In order to retain more feature information during the model compression process, the reasoning performance can be improved through knowledge distillation technology. Knowledge distillation is a model compression technology that aims to transfer the “knowledge” contained in the large teacher model to the small student model to improve the reasoning performance and generalization ability of the small model while reducing computational overhead. The knowledge distillation model first proposed by Hinton et al. [12] is based on network output knowledge distillation. This distillation model achieves distillation from the teacher network to the student network by minimizing the distribution difference between the output layers of the teacher network and the student network. Chen et al. [24] first designed a classification-regression dual-branch distillation framework for the target detection task and achieved positioning knowledge transfer through bounding box relationship loss. Zhang et al. [25] proposed a hierarchical distillation strategy to jointly optimize the backbone features and key point response distribution in the real-time pose estimation task. Romero et al. [26] pioneered the intermediate layer feature imitation paradigm, using the adapter layer to map the deep features of the teacher to the student network to solve the problem of model depth mismatch. Zagoruyko et al. [13] introduced an attention transfer mechanism, generating a spatial heat map based on the channel absolute mean to guide students to focus on key areas, significantly reducing the false positive rate of target detection. Lee et al. [27] proposed an SVD self-distillation method, extracting the principal components of features through singular value decomposition to filter out redundant noise. Passban et al. [28] designed a dynamic layer projection mechanism (ALP-KD) to align the inter-layer knowledge of heterogeneous teacher and student models using a learnable projection matrix.

• _Given exercise A_: In the knowledge distillation passage, what did Romero et al. use to map the teacher's deep features to the student network?

• _Records provided_:
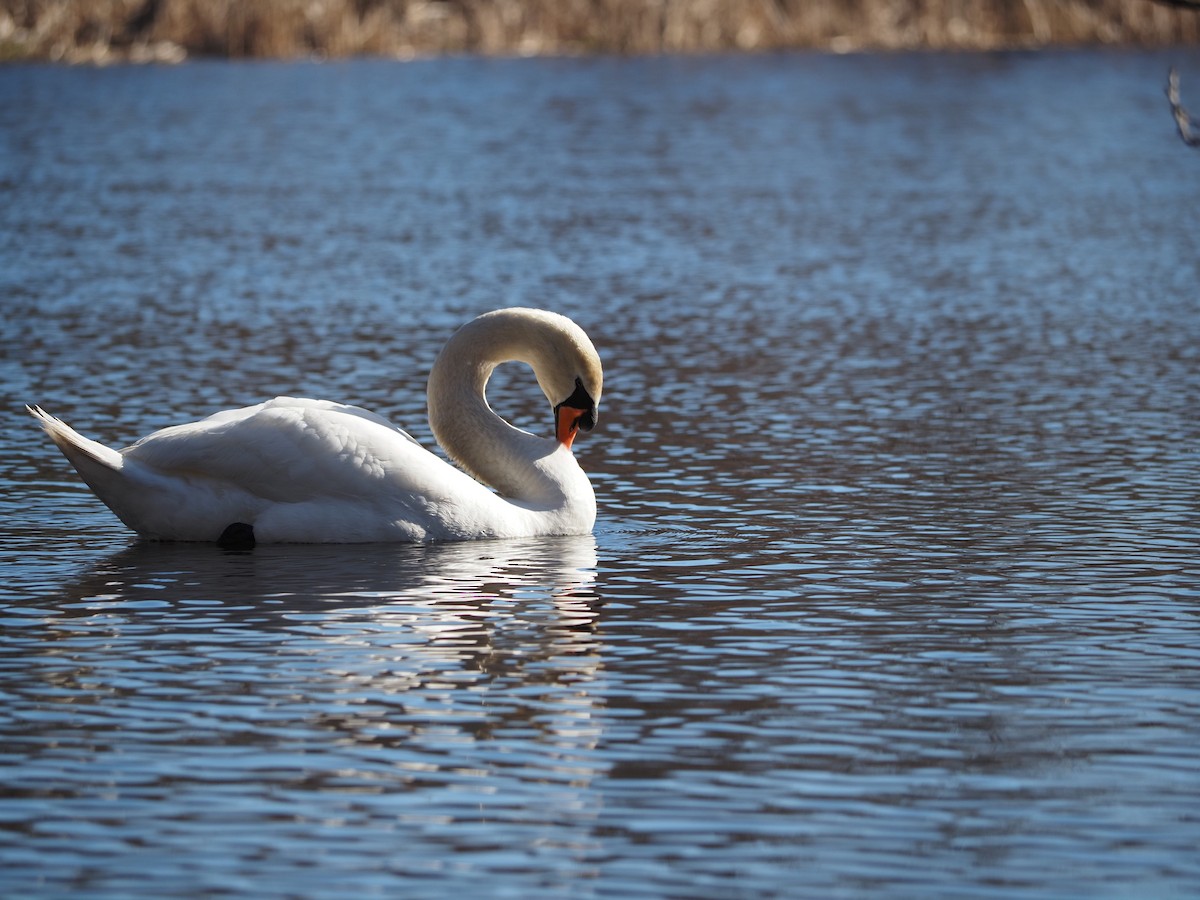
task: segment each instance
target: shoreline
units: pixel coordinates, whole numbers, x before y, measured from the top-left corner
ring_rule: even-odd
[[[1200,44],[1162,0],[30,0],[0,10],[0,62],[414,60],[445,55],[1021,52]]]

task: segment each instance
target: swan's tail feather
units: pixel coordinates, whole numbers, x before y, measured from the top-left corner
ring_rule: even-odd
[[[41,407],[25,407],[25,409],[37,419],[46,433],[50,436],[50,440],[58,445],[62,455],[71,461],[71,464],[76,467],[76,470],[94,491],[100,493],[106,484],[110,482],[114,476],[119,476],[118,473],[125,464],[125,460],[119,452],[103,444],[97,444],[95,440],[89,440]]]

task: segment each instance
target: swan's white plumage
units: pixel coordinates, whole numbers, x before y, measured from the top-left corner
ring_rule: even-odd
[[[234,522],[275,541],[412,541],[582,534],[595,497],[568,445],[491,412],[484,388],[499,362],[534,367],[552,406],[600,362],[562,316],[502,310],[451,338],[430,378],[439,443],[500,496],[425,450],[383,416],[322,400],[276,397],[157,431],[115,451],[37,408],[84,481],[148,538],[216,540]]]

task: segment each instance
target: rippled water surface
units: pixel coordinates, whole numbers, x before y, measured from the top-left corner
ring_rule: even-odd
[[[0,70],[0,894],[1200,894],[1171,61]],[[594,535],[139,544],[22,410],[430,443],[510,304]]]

==

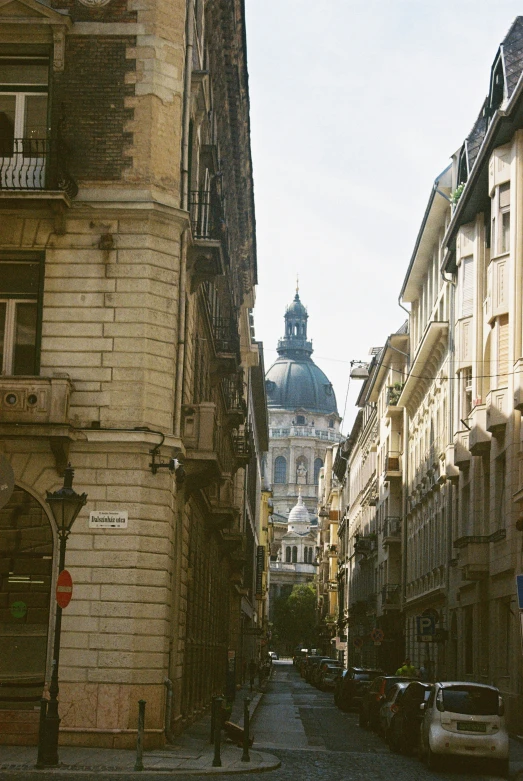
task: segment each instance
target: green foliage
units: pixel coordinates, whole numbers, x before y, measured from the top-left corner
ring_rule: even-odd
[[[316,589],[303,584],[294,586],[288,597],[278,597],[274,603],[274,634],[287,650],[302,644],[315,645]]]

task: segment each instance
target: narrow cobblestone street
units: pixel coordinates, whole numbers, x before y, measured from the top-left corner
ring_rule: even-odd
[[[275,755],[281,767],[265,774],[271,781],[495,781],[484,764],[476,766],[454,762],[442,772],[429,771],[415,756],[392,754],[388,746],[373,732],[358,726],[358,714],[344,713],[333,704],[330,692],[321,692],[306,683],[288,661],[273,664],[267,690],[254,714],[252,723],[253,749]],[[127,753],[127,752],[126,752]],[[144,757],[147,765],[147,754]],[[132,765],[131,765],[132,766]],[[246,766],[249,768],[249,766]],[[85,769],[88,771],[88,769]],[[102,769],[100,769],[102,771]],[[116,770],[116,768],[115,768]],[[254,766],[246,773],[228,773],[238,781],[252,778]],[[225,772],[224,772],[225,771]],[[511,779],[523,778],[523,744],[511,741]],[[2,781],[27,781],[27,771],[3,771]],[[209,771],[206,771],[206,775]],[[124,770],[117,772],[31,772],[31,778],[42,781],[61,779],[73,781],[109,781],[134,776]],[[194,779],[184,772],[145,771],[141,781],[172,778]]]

---

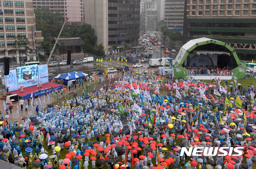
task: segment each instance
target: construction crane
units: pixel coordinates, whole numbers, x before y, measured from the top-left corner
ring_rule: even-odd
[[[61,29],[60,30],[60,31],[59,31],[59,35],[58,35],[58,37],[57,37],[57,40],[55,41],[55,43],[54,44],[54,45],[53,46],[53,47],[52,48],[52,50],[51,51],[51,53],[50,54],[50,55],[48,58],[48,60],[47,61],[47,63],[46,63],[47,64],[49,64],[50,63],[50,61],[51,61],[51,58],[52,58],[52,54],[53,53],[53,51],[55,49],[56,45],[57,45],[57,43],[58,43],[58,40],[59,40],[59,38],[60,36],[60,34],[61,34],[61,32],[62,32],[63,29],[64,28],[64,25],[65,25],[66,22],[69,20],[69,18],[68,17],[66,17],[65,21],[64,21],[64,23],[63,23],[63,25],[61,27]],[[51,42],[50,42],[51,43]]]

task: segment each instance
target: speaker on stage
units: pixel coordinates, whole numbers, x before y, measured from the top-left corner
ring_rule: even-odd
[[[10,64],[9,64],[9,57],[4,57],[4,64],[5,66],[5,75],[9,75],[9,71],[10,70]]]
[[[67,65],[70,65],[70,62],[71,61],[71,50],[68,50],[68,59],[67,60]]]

• _Given exercise B_: Pull out every line of the records that contains the string "swan", matching case exactly.

• _Written solution A_: An adapter layer.

• _Written solution B_:
target: swan's tail feather
target: swan's white plumage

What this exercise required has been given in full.